» Text to read
The formation of cities is determined by a trade-off between agglomeration economies and urban costs, and much of the mainstream urban economic theory relies on or is based on this trade-off, which Thisse and Fujita [7] refer to as the fundamental trade-off of spatial economics. To empirically assess the fundamental trade-off, more evidence on agglomeration costs is needed, especially from developing countries, where the majority of future urban growth is expected to occur [8].

Agglomeration costs are generally considered to be the increased costs of over-concentration of population and industry, such as traffic congestion, high land prices, and air pollution [9,10,11,12]. These high and rising costs cancel out the productivity gains from agglomeration [13]. However, our understanding of the secondary hazards of agglomeration is limited. Credit allocation, for example, a factor with a significant impact on productivity, has yet to be included in the analysis of agglomeration outcomes. We do not know if agglomeration leads to credit misallocation and, thus, lower productivity. As a result, this paper attempts to quantify the costs of agglomeration from the perspective of credit misallocation to contribute to the study on agglomeration costs.

We choose Chinese cities as the subject of our study. On the one hand, the Chinese context is representative. China is the world’s second-largest economy, with a large population and a high level of urbanization that has drawn worldwide attention. On the other hand, China is an ideal setting for studying the effect of urban agglomeration on credit misallocation. China has experienced rapid urbanization since economic reform, accompanied by a large number of mobile populations moving from rural to urban areas and a significant geographic concentration of population and industries [14,15]. As for misallocation, Hsieh and Klenow [16] use counterfactual analysis to conclude that China’s manufacturing total factor productivity (TFP) could increase by 30–50% if the level of resource allocation in China were equal to that in the United States. Song and Wu [17] further estimate that capital misallocation implies aggregate revenue losses of 20 percent for Chinese firms. In China, the non-state sector, especially small and medium-sized enterprises (SMEs), faces significant financing challenges. Banks prefer to lend to large state-owned enterprises (SOEs) and real estate firms. The allocation of a given amount of capital across industries is severely distorted, which not only stifles factor productivity growth but also increases hidden financial risks. These circumstances provide an appropriate social setting for our research.

» Exercises to complete
[1] Translate this sentence from the passage on agglomeration costs into Spanish: "Banks prefer to lend to large state-owned enterprises (SOEs) and real estate firms."
[2] Condense the paragraph in the passage on agglomeration costs that begins "Agglomeration costs are generally considered" into a bulleted list that keeps its main facts.
[3] According to the passage on agglomeration costs, by how much could China's manufacturing total factor productivity increase under the counterfactual analysis of Hsieh and Klenow?
The lines after this are separate material, unrelated to the passage on agglomeration costs.

» Information given
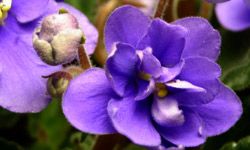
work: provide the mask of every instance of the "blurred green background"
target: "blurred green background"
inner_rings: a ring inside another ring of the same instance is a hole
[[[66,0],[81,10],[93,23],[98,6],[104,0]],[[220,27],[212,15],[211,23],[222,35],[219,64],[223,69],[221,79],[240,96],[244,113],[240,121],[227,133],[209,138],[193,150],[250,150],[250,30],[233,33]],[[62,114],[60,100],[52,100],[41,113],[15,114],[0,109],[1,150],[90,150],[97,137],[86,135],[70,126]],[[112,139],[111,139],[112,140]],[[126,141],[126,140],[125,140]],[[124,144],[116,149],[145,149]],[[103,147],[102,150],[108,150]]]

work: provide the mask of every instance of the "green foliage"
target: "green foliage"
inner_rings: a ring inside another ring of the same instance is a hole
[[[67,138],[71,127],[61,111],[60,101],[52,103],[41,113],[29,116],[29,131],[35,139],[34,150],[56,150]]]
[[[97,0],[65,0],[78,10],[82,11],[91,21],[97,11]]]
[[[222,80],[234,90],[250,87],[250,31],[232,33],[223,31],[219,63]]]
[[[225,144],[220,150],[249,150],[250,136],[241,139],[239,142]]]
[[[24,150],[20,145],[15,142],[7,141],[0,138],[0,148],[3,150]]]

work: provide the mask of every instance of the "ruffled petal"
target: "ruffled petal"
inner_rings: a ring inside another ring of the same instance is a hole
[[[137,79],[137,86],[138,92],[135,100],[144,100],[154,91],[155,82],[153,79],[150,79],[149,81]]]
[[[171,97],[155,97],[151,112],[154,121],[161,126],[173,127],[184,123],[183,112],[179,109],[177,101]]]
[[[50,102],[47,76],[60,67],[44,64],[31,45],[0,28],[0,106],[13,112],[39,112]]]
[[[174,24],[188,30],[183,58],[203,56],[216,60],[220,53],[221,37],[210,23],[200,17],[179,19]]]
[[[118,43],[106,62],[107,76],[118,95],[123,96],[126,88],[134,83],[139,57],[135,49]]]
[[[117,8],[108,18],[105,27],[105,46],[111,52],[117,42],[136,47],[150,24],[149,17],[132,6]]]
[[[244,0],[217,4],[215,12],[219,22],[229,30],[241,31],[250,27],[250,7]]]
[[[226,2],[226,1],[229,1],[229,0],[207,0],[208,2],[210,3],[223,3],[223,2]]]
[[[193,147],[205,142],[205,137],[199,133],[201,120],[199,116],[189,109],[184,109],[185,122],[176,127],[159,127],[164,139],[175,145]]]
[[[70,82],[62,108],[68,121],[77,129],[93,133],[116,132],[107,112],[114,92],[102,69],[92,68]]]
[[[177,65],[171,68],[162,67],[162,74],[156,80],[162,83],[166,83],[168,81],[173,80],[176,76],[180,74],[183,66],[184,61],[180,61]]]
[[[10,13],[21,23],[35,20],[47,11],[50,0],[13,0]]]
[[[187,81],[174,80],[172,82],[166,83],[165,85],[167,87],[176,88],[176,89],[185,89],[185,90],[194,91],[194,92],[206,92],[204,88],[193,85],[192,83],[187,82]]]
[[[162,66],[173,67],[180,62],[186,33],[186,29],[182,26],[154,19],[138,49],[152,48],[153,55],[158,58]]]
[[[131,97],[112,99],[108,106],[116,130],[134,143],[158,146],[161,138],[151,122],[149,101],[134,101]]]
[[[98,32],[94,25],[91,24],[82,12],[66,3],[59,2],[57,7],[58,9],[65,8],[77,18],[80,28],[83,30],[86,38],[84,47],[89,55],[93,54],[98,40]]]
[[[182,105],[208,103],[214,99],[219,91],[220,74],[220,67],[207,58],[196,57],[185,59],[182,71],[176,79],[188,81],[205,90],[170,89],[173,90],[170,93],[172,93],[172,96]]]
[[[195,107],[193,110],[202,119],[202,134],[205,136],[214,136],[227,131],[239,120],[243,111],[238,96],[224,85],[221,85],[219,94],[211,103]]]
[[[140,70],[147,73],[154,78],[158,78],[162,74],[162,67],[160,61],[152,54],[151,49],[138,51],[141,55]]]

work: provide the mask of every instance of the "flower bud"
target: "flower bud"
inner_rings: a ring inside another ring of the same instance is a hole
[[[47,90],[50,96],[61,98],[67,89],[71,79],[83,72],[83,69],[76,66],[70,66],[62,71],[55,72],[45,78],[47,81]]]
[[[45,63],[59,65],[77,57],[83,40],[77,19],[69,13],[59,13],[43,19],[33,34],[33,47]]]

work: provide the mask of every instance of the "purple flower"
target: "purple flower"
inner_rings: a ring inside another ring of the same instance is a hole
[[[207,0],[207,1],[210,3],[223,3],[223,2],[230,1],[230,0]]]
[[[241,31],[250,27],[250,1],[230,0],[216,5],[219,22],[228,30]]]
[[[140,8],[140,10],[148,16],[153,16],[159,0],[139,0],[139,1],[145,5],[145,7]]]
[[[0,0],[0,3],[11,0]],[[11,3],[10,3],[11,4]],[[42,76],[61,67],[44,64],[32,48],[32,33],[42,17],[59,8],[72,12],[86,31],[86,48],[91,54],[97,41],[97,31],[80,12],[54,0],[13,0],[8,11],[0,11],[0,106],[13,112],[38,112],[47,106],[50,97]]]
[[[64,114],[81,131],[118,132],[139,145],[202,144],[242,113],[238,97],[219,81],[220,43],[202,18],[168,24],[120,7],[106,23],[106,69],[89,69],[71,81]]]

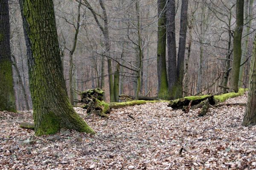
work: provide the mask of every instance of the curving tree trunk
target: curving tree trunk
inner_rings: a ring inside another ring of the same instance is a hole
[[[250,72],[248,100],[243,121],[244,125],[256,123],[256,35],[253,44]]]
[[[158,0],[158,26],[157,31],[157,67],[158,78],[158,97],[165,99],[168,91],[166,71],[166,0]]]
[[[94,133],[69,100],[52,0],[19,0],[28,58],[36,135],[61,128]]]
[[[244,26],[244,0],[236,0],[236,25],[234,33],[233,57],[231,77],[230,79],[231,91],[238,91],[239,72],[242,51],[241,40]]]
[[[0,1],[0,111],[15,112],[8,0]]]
---
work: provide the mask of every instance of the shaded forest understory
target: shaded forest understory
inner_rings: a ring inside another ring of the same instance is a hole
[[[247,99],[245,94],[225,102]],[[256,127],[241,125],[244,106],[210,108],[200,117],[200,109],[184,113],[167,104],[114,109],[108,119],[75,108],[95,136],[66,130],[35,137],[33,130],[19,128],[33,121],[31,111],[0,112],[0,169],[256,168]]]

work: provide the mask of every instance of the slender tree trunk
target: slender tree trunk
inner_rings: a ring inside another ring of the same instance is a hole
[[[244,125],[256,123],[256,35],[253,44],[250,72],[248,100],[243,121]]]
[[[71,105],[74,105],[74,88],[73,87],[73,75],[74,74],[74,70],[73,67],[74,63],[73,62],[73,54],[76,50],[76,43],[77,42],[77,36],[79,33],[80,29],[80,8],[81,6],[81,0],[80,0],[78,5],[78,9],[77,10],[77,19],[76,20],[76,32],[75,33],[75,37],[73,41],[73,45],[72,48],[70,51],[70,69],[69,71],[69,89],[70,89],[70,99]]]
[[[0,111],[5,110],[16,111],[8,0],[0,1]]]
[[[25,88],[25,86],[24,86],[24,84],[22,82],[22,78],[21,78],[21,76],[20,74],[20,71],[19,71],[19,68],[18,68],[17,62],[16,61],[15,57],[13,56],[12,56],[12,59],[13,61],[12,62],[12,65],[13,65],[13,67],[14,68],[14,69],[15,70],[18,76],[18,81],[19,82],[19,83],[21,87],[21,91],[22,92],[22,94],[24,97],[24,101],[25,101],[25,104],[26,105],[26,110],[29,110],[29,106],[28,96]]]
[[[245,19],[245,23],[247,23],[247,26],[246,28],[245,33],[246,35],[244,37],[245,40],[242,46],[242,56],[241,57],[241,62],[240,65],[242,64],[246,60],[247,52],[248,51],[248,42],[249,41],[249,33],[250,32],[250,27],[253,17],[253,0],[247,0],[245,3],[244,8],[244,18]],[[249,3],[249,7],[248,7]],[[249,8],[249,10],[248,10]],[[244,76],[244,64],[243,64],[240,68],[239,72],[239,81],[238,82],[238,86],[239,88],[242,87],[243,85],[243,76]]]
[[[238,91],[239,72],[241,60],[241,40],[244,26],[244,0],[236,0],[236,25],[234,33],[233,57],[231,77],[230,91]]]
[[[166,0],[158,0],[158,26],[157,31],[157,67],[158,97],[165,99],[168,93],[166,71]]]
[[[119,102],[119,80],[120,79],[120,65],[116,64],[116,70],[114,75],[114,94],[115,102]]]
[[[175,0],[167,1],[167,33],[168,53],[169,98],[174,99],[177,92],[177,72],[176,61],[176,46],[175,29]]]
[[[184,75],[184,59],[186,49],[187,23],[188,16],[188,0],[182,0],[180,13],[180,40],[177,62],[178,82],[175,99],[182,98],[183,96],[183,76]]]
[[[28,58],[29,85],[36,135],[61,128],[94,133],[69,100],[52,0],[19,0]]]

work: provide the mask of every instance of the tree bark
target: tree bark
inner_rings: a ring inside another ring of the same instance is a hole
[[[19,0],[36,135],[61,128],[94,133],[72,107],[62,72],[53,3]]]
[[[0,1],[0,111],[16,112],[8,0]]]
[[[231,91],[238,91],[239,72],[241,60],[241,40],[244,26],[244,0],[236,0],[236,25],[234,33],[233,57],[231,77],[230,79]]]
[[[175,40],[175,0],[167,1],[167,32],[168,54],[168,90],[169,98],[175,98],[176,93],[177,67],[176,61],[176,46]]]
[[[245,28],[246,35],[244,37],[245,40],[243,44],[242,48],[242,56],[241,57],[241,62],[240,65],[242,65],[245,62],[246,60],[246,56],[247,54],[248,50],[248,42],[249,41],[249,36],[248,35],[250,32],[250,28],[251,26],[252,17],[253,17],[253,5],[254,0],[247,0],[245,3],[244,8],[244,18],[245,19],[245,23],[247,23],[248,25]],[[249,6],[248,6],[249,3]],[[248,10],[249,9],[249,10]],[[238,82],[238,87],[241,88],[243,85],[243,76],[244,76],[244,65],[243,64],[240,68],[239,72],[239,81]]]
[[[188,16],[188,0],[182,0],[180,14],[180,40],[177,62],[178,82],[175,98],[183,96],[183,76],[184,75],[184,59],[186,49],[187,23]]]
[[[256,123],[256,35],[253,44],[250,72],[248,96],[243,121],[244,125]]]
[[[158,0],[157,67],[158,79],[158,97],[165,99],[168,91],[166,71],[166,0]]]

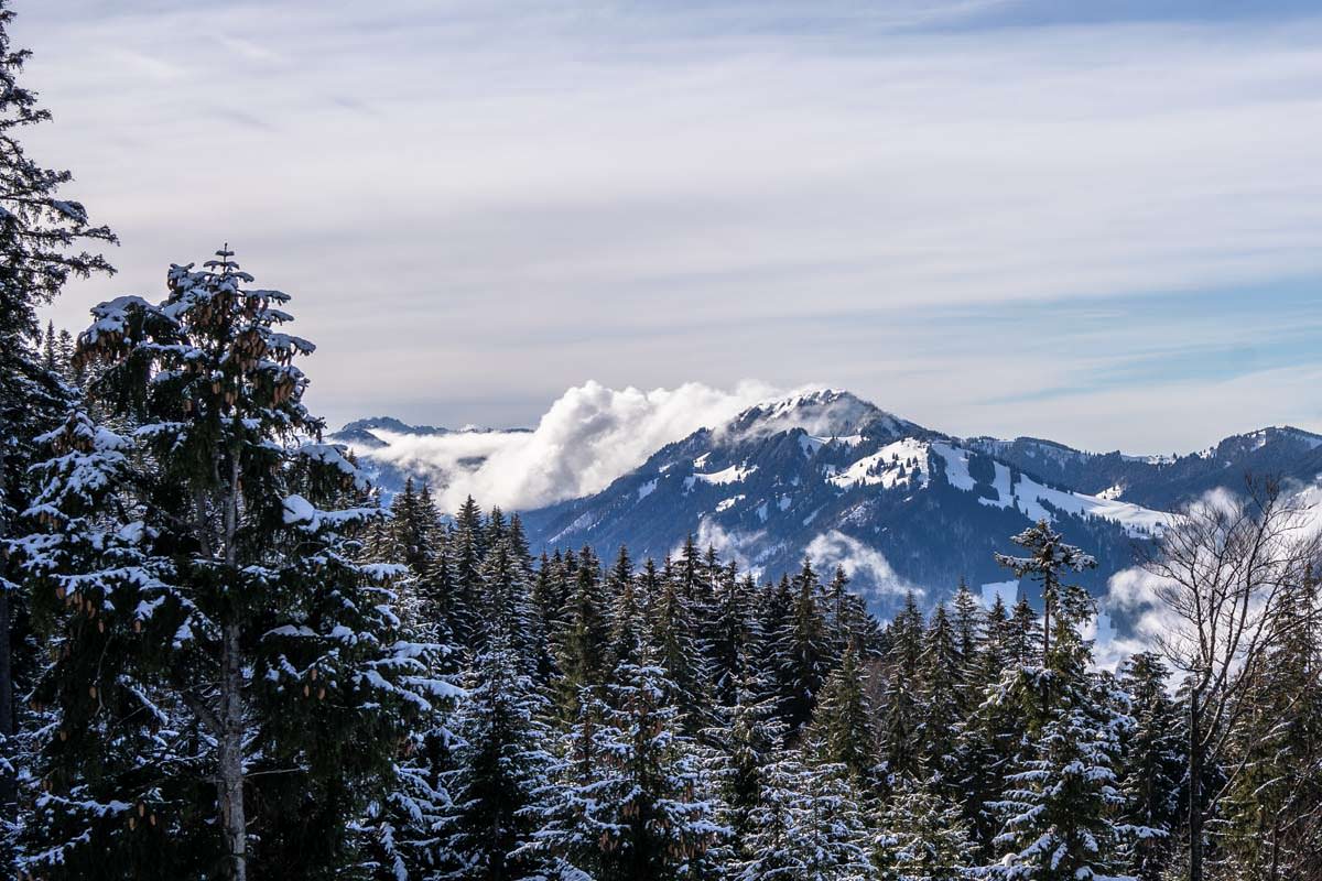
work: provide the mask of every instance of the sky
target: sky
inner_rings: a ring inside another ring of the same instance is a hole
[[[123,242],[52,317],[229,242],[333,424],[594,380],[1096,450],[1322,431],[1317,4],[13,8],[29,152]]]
==
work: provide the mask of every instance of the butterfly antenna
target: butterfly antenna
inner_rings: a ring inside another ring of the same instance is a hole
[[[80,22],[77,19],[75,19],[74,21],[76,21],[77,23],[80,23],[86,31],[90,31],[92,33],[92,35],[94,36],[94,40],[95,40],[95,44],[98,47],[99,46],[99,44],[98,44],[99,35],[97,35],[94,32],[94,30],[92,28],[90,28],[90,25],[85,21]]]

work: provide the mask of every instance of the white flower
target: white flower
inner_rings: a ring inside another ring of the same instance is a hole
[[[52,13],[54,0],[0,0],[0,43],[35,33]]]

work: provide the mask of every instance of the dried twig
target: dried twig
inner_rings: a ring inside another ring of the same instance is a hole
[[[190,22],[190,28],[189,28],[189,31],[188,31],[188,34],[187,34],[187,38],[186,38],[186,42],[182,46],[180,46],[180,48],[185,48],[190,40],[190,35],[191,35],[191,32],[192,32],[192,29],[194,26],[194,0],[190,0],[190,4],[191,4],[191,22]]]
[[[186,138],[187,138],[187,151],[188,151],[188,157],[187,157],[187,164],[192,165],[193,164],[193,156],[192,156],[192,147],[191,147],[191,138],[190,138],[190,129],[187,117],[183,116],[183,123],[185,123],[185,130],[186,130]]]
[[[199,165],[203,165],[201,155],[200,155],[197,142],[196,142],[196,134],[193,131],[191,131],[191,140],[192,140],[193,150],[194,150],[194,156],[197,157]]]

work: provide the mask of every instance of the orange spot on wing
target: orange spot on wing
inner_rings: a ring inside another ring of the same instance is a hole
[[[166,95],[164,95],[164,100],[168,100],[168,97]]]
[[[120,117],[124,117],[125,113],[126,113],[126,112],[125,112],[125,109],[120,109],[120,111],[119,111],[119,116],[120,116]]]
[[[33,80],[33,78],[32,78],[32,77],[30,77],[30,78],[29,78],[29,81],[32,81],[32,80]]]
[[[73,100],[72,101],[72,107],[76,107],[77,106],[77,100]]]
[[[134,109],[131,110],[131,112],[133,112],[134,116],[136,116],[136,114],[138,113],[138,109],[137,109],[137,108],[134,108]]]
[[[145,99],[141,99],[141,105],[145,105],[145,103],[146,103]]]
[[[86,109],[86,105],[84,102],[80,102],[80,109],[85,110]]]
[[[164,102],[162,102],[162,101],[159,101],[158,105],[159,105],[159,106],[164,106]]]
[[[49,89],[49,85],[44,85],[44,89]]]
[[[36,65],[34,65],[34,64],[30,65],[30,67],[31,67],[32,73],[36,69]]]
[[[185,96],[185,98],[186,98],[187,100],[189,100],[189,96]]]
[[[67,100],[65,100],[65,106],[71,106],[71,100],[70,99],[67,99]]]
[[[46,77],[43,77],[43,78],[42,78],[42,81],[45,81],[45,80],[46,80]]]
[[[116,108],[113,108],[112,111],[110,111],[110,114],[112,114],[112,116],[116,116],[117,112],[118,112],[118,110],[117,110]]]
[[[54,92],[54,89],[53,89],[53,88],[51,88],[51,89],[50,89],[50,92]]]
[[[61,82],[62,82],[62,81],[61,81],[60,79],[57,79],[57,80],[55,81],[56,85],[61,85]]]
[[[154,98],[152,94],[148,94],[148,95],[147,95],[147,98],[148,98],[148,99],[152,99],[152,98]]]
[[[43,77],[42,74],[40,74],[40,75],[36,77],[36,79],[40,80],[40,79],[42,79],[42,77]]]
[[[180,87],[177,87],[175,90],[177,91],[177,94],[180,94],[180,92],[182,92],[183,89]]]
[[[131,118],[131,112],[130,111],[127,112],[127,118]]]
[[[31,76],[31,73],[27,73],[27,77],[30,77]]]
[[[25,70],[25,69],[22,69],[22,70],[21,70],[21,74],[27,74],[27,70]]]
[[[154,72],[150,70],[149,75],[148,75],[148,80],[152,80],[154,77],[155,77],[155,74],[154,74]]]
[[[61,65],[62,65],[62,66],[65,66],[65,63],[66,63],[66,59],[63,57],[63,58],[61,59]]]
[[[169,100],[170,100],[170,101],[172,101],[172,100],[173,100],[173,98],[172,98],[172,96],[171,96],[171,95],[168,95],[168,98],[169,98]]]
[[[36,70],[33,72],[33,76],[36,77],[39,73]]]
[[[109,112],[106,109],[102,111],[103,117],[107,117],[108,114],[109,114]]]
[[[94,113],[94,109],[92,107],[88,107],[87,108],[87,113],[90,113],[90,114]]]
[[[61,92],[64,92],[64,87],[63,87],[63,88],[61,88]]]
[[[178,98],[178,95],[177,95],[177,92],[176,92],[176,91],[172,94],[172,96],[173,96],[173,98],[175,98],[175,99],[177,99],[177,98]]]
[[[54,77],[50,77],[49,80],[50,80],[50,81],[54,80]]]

» Results by task
[1] Los bancos prefieren conceder préstamos a las grandes empresas de propiedad estatal (SOE) y a las empresas inmobiliarias.

[2]
- Agglomeration costs are usually seen as the higher costs of over-concentrating population and industry, such as traffic congestion, high land prices and air pollution.
- These rising costs cancel out the productivity gains from agglomeration.
- Little is understood about the secondary hazards of agglomeration.
- Credit allocation, which strongly affects productivity, has not yet been included in analyses of agglomeration outcomes.
- It is unknown whether agglomeration causes credit misallocation and therefore lower productivity.
- The paper aims to quantify agglomeration costs from the perspective of credit misallocation.

[3] By 30–50%, if China's level of resource allocation equaled that of the United States.